▸ REQUEST A
According to the build guide below, which version of Ubuntu was the host running?

▸ SELECTION
= = = = =

Project

General

Profile

Building TI Linux SDK and IPC examples on Linux SDK 9.03

The process below was done on a 64-bit x86-based Linux host running Ubuntu 24.04 using ti-processor-sdk 09_03_00_00 . Please use an acceptable version of Ubuntu such as 24.04 with the ti-processor-sdk 09_03_00_00.

TI has a good rundown on the different communication techniques available between the ARM and DSPs. This page is going to focus on some of the IPC and BigData IPC examples.
https://software-dl.ti.com/processor-sdk-linux/esd/AM57X/09_03_06_05/exports/docs/linux/Foundational_Components_IPC.html#multiple-ways-of-arm-dsp-communication

References

You will need the TI Processor SDK and the TI RTOS Processor SDK for most projects using the ARM and DSP. This guide is intended to supplement TI's documentation, not replace it. It is recommended to read through the referenced documentation.

Prerequisites

Download PROCESSOR-SDK-LINUX-AM57X and PROCESSOR-SDK-RTOS-AM57X.

PROCESSOR-SDK-LINUX-AM57X
  • Download ti-processor-sdk-linux-am57xx-evm-09_03_06_05-Linux-x86-Install.bin
PROCESSOR-SDK-RTOS-AM57X
  • Download processor_sdk_rtos_am57xx_09_03_00_00-linux-x64-installer.tar.gz

Software Dependencies

Please install the following libraries onto your system

sudo apt update
sudo apt install make binutils

Building the IPC libraries

  • Download Makefile_ipc_linux_examples into <PROCESSOR_SDK_INSTALL_DIR>/ti-processor-sdk-linux-am57xx-evm-09_03_06_05/makerules/
  • Navigate to the bottom level processor sdk directory
    $ cd <PROCESSOR_SDK_INSTALL_DIR>/ti-processor-sdk-linux-am57xx-evm-09_03_06_05/
    
  • Export the following variable
    • Replace <RTOS_SDK_INSTALL_DIR> with the proper installation path.
      $ export TI_RTOS_PATH=<RTOS_SDK_INSTALL_DIR>/processor_sdk_rtos_am57xx_09_03_00_00
      
  • Make ti's ipc examples
    $ make ti-ipc-linux-examples -j$(nproc)
    

Note: TI has yet to officially release a method for building these examples. For now this is an acceptable way to build. See: https://e2e.ti.com/support/processors-group/processors/f/processors-forum/1528563/processor-sdk-am57x-ipc-example-fails-to-create-and-execute-app/5923150

Reloading DSP/IPU firmware key

To load/reload firmware on a live system, you need to unbind and bind the omap remoteproc driver with the name of the processor's rproc device name. Capturing these below for easier reference.

= = = = =

▸ DATA FOR THIS TASK

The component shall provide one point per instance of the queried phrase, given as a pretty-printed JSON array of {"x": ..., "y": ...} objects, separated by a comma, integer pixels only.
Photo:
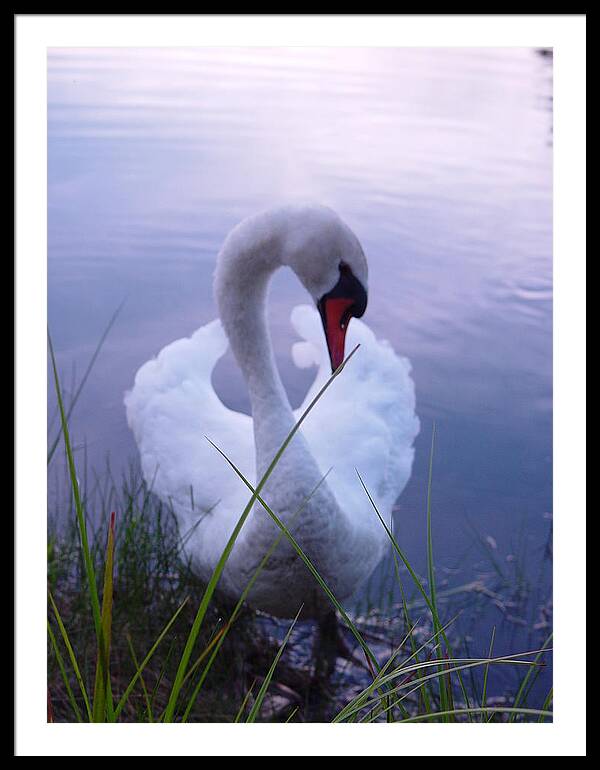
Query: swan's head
[{"x": 329, "y": 261}]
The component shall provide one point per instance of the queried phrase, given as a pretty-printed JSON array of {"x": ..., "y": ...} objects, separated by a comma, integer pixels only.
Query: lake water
[{"x": 440, "y": 160}]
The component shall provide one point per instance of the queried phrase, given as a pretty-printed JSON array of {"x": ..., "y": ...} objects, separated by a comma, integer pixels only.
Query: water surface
[{"x": 439, "y": 160}]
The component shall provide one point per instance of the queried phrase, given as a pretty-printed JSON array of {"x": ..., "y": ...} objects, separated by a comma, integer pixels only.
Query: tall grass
[{"x": 165, "y": 679}]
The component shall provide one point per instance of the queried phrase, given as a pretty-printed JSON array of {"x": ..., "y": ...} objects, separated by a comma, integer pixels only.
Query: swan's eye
[{"x": 345, "y": 320}]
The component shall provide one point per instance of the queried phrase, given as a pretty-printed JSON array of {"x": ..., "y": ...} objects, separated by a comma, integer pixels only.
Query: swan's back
[{"x": 365, "y": 423}]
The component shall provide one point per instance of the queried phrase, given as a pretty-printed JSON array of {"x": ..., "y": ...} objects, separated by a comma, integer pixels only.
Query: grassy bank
[{"x": 134, "y": 636}]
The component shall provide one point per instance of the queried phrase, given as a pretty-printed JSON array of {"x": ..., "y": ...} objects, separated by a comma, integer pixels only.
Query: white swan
[{"x": 366, "y": 420}]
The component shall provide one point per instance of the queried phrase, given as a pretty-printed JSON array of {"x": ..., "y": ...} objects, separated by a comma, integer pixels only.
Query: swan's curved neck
[{"x": 241, "y": 287}]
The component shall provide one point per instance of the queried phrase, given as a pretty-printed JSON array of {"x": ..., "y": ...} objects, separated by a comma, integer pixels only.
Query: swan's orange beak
[
  {"x": 347, "y": 298},
  {"x": 335, "y": 314}
]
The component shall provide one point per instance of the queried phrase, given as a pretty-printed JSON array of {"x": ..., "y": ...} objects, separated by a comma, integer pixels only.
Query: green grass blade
[
  {"x": 416, "y": 580},
  {"x": 527, "y": 677},
  {"x": 81, "y": 522},
  {"x": 84, "y": 379},
  {"x": 255, "y": 710},
  {"x": 63, "y": 673},
  {"x": 142, "y": 682},
  {"x": 497, "y": 709},
  {"x": 71, "y": 653},
  {"x": 242, "y": 707},
  {"x": 128, "y": 690},
  {"x": 486, "y": 669},
  {"x": 547, "y": 702},
  {"x": 100, "y": 707}
]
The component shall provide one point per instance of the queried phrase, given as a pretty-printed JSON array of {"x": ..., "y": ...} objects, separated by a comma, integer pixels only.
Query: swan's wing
[
  {"x": 171, "y": 409},
  {"x": 365, "y": 421}
]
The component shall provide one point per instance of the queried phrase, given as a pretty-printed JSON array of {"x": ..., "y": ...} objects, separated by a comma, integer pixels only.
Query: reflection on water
[{"x": 439, "y": 160}]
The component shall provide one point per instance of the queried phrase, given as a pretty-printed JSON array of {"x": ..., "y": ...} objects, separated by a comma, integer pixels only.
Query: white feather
[{"x": 365, "y": 422}]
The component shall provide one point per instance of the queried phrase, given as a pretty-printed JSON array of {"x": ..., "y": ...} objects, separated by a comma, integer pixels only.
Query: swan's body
[{"x": 365, "y": 421}]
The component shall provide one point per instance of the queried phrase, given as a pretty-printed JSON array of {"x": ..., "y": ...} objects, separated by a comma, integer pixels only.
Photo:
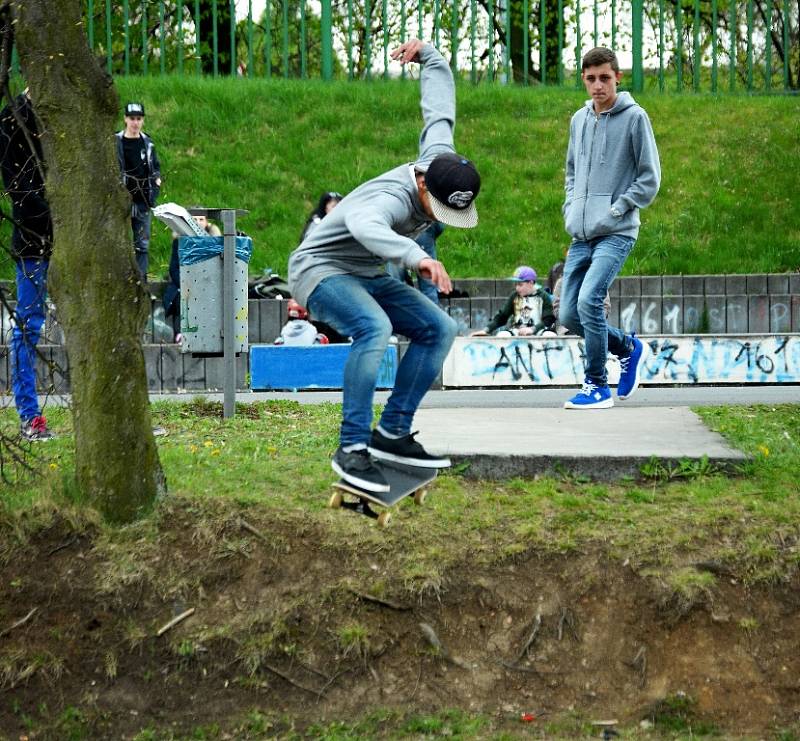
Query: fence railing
[{"x": 666, "y": 44}]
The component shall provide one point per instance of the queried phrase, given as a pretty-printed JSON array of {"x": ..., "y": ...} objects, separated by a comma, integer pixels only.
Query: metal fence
[{"x": 666, "y": 44}]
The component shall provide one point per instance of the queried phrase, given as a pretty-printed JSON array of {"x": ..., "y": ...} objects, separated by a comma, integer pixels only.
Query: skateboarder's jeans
[
  {"x": 369, "y": 310},
  {"x": 589, "y": 270},
  {"x": 29, "y": 318}
]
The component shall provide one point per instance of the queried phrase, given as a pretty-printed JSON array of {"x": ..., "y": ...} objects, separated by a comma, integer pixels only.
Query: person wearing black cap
[
  {"x": 141, "y": 173},
  {"x": 339, "y": 274}
]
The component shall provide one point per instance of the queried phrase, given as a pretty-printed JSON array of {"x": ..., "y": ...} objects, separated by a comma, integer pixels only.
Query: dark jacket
[
  {"x": 23, "y": 171},
  {"x": 153, "y": 167}
]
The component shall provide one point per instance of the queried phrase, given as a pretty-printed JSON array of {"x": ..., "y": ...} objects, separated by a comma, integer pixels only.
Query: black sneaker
[
  {"x": 35, "y": 430},
  {"x": 404, "y": 450},
  {"x": 357, "y": 468}
]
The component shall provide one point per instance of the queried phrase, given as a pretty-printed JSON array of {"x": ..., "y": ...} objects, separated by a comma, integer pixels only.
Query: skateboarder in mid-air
[{"x": 338, "y": 272}]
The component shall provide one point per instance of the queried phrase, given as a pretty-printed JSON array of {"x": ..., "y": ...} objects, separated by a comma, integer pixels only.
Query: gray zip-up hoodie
[
  {"x": 612, "y": 170},
  {"x": 378, "y": 221}
]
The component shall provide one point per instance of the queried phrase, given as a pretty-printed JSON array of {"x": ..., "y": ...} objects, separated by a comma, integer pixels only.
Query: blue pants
[
  {"x": 28, "y": 321},
  {"x": 369, "y": 310},
  {"x": 140, "y": 223},
  {"x": 589, "y": 270}
]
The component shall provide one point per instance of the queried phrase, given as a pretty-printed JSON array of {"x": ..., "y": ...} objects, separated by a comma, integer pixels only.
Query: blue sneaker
[
  {"x": 591, "y": 396},
  {"x": 630, "y": 369}
]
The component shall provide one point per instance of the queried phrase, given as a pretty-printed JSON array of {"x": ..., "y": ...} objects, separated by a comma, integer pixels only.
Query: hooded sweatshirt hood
[{"x": 612, "y": 170}]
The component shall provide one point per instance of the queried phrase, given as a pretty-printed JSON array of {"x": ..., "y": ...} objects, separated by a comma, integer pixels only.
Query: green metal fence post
[
  {"x": 268, "y": 39},
  {"x": 215, "y": 35},
  {"x": 750, "y": 44},
  {"x": 768, "y": 40},
  {"x": 578, "y": 44},
  {"x": 326, "y": 29},
  {"x": 198, "y": 57},
  {"x": 303, "y": 42},
  {"x": 637, "y": 9},
  {"x": 125, "y": 23},
  {"x": 560, "y": 42},
  {"x": 179, "y": 31},
  {"x": 144, "y": 37},
  {"x": 250, "y": 38},
  {"x": 285, "y": 38},
  {"x": 162, "y": 39},
  {"x": 454, "y": 38},
  {"x": 349, "y": 39},
  {"x": 109, "y": 57},
  {"x": 525, "y": 42},
  {"x": 661, "y": 45},
  {"x": 732, "y": 30},
  {"x": 385, "y": 24},
  {"x": 714, "y": 44},
  {"x": 696, "y": 47},
  {"x": 232, "y": 11},
  {"x": 679, "y": 51},
  {"x": 90, "y": 25},
  {"x": 472, "y": 40},
  {"x": 490, "y": 44},
  {"x": 785, "y": 44}
]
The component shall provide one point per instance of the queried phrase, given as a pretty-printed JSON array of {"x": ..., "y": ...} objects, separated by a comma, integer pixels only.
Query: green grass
[
  {"x": 272, "y": 146},
  {"x": 274, "y": 457}
]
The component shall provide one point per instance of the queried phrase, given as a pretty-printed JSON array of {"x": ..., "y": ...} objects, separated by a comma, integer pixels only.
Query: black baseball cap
[{"x": 453, "y": 184}]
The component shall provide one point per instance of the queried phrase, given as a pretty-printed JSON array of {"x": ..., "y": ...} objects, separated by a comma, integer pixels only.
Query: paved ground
[{"x": 525, "y": 432}]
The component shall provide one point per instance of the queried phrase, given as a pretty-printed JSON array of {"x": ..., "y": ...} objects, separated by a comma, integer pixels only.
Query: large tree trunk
[{"x": 93, "y": 277}]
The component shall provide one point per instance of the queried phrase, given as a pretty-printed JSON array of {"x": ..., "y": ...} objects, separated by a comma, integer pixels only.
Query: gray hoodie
[
  {"x": 378, "y": 221},
  {"x": 612, "y": 171}
]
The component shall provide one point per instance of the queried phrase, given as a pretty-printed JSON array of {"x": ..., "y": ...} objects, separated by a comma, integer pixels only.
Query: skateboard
[{"x": 403, "y": 481}]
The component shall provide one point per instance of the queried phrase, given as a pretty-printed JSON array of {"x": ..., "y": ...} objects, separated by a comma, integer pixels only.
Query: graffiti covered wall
[{"x": 682, "y": 359}]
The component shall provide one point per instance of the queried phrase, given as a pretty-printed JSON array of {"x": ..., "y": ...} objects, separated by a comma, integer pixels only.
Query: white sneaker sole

= = = = =

▸ REQUEST B
Gather every line of the listing above that contains the word "blue".

▸ FULL SOLUTION A
Ubuntu 24.04

▸ FULL SOLUTION B
Query: blue pants
Query: blue sneaker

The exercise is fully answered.